Material for this task:
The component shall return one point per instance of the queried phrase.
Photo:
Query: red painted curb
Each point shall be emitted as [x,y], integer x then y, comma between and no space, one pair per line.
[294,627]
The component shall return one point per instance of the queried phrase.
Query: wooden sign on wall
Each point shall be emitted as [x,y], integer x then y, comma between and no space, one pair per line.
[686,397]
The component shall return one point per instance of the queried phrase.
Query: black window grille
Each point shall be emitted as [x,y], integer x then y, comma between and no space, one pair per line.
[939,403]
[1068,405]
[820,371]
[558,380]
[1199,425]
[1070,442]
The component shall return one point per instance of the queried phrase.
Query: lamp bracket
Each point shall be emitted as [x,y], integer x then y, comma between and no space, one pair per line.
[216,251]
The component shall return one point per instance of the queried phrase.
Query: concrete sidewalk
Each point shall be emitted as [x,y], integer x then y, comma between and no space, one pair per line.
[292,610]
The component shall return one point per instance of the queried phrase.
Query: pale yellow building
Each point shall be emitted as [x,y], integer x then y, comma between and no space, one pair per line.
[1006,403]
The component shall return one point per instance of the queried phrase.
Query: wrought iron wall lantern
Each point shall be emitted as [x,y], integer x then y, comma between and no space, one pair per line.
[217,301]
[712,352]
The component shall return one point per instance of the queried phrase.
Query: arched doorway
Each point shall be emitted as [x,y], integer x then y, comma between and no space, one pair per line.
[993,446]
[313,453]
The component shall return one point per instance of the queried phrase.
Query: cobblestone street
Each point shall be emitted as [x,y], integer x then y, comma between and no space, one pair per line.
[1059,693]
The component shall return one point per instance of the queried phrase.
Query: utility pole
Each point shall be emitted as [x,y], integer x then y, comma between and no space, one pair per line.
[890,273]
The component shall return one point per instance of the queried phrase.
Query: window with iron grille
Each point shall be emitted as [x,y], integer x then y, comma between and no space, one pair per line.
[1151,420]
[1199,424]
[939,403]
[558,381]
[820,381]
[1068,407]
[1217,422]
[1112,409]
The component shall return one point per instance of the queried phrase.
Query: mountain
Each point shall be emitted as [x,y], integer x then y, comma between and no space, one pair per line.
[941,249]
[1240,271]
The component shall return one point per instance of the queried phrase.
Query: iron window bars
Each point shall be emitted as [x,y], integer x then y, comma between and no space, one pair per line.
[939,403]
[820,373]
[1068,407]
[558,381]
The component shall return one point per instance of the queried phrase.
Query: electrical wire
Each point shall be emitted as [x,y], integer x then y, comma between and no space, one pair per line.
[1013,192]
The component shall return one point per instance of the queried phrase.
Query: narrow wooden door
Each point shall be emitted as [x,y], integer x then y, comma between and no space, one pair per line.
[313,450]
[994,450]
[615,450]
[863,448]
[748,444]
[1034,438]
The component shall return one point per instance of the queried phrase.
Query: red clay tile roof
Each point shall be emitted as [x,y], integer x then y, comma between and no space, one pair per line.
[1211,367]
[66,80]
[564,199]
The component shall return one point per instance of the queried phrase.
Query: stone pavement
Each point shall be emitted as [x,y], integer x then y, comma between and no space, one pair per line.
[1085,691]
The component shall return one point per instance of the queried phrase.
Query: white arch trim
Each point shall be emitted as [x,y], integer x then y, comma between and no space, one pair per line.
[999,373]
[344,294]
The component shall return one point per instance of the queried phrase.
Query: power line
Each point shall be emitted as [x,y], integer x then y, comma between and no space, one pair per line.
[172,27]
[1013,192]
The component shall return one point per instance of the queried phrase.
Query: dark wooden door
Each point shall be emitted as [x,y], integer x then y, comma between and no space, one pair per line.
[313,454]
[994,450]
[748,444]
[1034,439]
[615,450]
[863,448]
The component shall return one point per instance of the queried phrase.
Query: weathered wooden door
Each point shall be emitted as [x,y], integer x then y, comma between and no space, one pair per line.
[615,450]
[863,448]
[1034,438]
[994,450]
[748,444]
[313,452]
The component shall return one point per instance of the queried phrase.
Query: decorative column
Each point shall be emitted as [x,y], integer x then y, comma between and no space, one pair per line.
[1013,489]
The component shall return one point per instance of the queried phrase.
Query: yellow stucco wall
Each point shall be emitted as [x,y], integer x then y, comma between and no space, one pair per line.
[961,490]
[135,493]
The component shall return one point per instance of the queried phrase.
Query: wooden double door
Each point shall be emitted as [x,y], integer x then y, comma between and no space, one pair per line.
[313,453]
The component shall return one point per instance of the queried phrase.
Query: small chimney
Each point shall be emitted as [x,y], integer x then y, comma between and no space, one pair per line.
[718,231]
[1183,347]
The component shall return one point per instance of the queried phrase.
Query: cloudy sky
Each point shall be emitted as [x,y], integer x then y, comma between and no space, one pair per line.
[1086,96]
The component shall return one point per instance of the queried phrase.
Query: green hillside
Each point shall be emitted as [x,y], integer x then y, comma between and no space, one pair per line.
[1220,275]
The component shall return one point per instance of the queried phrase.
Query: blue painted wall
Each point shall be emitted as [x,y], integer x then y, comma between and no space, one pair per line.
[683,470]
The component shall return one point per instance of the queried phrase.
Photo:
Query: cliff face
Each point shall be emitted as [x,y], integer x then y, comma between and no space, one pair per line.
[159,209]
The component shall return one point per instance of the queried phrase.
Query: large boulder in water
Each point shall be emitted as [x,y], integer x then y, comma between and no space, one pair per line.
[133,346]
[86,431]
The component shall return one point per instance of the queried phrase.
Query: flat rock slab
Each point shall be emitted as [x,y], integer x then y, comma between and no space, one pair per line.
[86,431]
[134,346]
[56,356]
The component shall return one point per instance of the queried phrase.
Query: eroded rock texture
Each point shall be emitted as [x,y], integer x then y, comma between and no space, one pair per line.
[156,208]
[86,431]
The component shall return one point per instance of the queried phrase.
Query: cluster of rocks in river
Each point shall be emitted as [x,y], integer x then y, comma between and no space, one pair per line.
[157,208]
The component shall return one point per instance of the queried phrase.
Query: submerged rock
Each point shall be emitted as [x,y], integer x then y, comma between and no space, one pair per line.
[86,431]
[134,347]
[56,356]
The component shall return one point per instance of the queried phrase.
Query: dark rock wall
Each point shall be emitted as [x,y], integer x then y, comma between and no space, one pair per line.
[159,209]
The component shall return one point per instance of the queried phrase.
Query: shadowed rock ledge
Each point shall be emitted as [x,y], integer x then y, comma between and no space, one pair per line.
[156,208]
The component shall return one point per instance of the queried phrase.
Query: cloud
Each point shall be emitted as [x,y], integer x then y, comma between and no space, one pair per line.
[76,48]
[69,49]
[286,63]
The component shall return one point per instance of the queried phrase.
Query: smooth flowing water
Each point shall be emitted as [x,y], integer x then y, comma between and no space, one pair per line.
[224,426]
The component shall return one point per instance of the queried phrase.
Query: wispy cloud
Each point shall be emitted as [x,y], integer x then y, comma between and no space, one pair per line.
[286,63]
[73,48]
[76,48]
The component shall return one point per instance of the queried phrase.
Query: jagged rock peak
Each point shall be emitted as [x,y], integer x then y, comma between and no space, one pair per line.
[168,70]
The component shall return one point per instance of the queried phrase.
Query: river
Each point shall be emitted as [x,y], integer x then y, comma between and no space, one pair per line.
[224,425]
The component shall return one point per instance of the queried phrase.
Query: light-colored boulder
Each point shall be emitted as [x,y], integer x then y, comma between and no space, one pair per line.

Directive: Repeat the records exactly, including every line.

Answer in full:
The component shall return one point per instance of the queried phrase.
Photo:
Query: red painted curb
Each point shall be emitted as [x,y], integer x then y, comma between and no space, one pair per line.
[294,627]
The component shall return one point per instance of the queried phrase.
Query: wooden sign on wall
Each point shall be emitted as [x,y], integer x then y, comma between and no space, one pair per line.
[686,397]
The component shall return one point per instance of the queried phrase.
Query: black window grille
Each point shall be emitted as [x,y], integer x then y, comma between and no space, one pair per line.
[939,403]
[1068,405]
[820,371]
[558,380]
[1199,425]
[1070,442]
The component shall return one point per instance of the queried phrase.
Query: lamp bracket
Each point shall be emitted as [x,y], integer x then y, comma between and no space, one pair per line.
[216,251]
The component shall return one point per instance of the queried phrase.
Query: concrete sidewalk
Each point shall be emitted as [x,y], integer x then y, comma between and no space, one pair per line.
[292,610]
The component shall return one point per instance of the queried phrase.
Query: pale yellow building
Each point shall be emitted as [x,y], integer x then y, comma between and no space, one pair per line.
[1006,403]
The component shall return one point per instance of the queried phrase.
Query: wrought iron wall lantern
Each point shall be emitted as [x,y], integer x then y, comma between and no space, one pair per line.
[217,301]
[712,352]
The component shall return one point per instance of the queried phrase.
Query: arched doorway
Each point shall be emitted as [x,y], integer x then y, comma between and no space, one pair per line.
[993,446]
[313,453]
The component shall return one point per instance of the queried phrase.
Query: cobblestone street
Each point shall be emitted as [x,y], integer x then y, comma between and no space, one pair per line.
[1059,693]
The component shall return one point per instance of the queried phrase.
Query: utility pole
Each point shall be emitted as [x,y], integer x then y, comma between and no space, one pair per line.
[890,273]
The component shall return one point per instance of the queried phrase.
Query: window with iron grille
Each point shall be emitted as [x,y], integer x then y, comma between and no space, one pair per line.
[1151,420]
[1199,424]
[939,403]
[558,381]
[820,381]
[1068,407]
[1217,422]
[1112,409]
The component shall return one point per instance of the queried phrase.
Query: mountain
Each point shall be emitted as [x,y], integer x then y, comma between and no space, one pair per line.
[941,249]
[1240,271]
The component shall return one point per instance of the queried phrase.
Query: iron window bars
Each point shall be emitted as [x,y], integer x then y, comma between and no space, one pair per line.
[939,403]
[820,373]
[1068,407]
[558,381]
The component shall return one point per instance of the queried phrase.
Query: electrical wire
Each point shall be emitted as [x,y], integer x then y, comma between and no space, one pair per line.
[1013,192]
The component shall return one point per instance of the queried phrase.
Query: narrow wooden door
Each point shall be emitted as [x,y], integer x then y, comma between and no space, one pair per line.
[313,450]
[994,450]
[615,450]
[863,448]
[748,444]
[1034,438]
The component shall return one point per instance of the queried phrase.
Query: red clay tile roof
Each point shall be emitted as [x,y], integer x then y, comma between and no space, one pair per line.
[1211,367]
[66,80]
[564,199]
The component shall return one point per instance of the queried phrase.
Query: stone pavement
Each point shall be emitted as [x,y], integer x then y, comma between and no space, one pair per line.
[1085,691]
The component shall return one point per instance of the queried phrase.
Query: white arch trim
Each point shall be emitted as [x,y], integer x then y, comma between and no space, one pair per line.
[999,373]
[344,294]
The component shall return one point per instance of the queried phrase.
Query: power line
Each point shall be emitted as [x,y], integer x then y, comma between and no space, one pair per line.
[172,27]
[1013,192]
The component shall return one point per instance of the queried phrase.
Query: dark wooden door
Each point shall be emitted as [x,y], integer x then y, comma between and no space, one pair per line.
[313,454]
[994,450]
[748,444]
[1034,439]
[615,450]
[863,448]
The component shall return one point per instance of the queried phrase.
Query: weathered wooden door
Each point shall be emitted as [x,y], integer x then y, comma between and no space, one pair per line.
[615,450]
[863,448]
[1034,438]
[994,450]
[748,444]
[313,452]
The component shall return one point per instance of the queried phrase.
Query: decorative column
Each point shall be emitted as [x,y], integer x then y, comma between and no space, one pair per line.
[1013,489]
The component shall return one point per instance of the queried phrase.
Query: yellow stucco wall
Each point shall be emitted as [x,y], integer x then y, comma between and no space, one pair per line.
[961,490]
[135,493]
The component shall return one point per instance of the queried phrase.
Query: wooden double door
Each point shall be emitted as [x,y], integer x then y, comma between and no space, one pair per line.
[313,453]
The component shall return one point per instance of the queried phrase.
Query: small chimney
Each point shall be emitted as [x,y], integer x then y, comma between and no space, one pair per line.
[718,231]
[1183,347]
The component shall return one point per instance of the queried phrase.
Query: cloudy sky
Each point shall be emitted as [x,y], integer x then y, comma between and no space, one pair per line.
[1086,96]
The component shall return one point per instance of the queried phrase.
Query: green hillside
Each point shall be emitted as [x,y], integer x then y, comma between and no space, one pair per line.
[1220,275]
The component shall return one point per instance of the queried phrase.
Query: blue painted wall
Each point shall be emitted as [x,y], integer x then y, comma between and no space, one pair per line.
[683,470]
The component shall return one point per instance of the queried phrase.
Photo:
Query: cliff face
Each point shall be emitted as [x,y], integer x then y, comma between and no space, one pair per line.
[159,209]
The component shall return one point per instance of the queried phrase.
Query: large boulder in water
Each point shall be emitted as [x,y], integer x then y, comma between and no space, one pair per line.
[133,346]
[86,431]
The component shall return one point per instance of the queried phrase.
Query: flat rock slab
Each point shall be emitted as [x,y], integer x then y, comma between and no space, one pair per line.
[86,431]
[134,346]
[56,356]
The component shall return one point per instance of the queried phrase.
Query: eroded rock texture
Each point shall be emitted as [x,y], integer x then y, comma between and no space, one pair per line.
[156,208]
[86,431]
The component shall return one point per instance of the queried phrase.
Query: cluster of rocks in river
Each point shall be emitted as [x,y], integer x then y, comma between and no space, one pair per line.
[157,208]
The component shall return one point per instance of the queried phrase.
Query: submerged rock
Each point shall be emitted as [x,y], integer x then y, comma between and no space, one pair per line.
[86,431]
[134,347]
[56,356]
The component shall return one point per instance of the queried phrase.
Query: dark rock wall
Each point shall be emitted as [x,y], integer x then y, comma between and no space, one pair per line.
[159,209]
The component shall return one point per instance of the queried phrase.
Query: shadowed rock ledge
Each point shall be emitted as [x,y], integer x then y, comma between and no space, one pair per line.
[156,208]
The component shall return one point per instance of the queried phrase.
Query: cloud
Each point shall be emitted as [x,y], integer x then y, comma between and no space, one pair per line.
[76,48]
[69,49]
[286,63]
The component shall return one point per instance of the queried phrase.
Query: smooth flowing water
Each point shall be emitted as [x,y], integer x then y, comma between and no space, one pair per line.
[224,426]
The component shall return one point per instance of the queried phrase.
Query: wispy cloud
Each point shall be emitted as [x,y], integer x then y, comma between and no space, one pair per line.
[286,63]
[73,48]
[76,48]
The component shall return one point per instance of the queried phrase.
Query: jagged rock peak
Each point shall be emitted as [x,y], integer x then y, comma between and no space, one pair per line.
[168,70]
The component shall return one point per instance of the queried phrase.
Query: river
Each point shall be emitted as [x,y], integer x then y, comma between and no space, one pair per line.
[224,425]
The component shall return one point per instance of the queried phrase.
Query: light-colored boulder
Each point shall be emitted as [x,y], integer x then y, comma between and no space, one pair per line.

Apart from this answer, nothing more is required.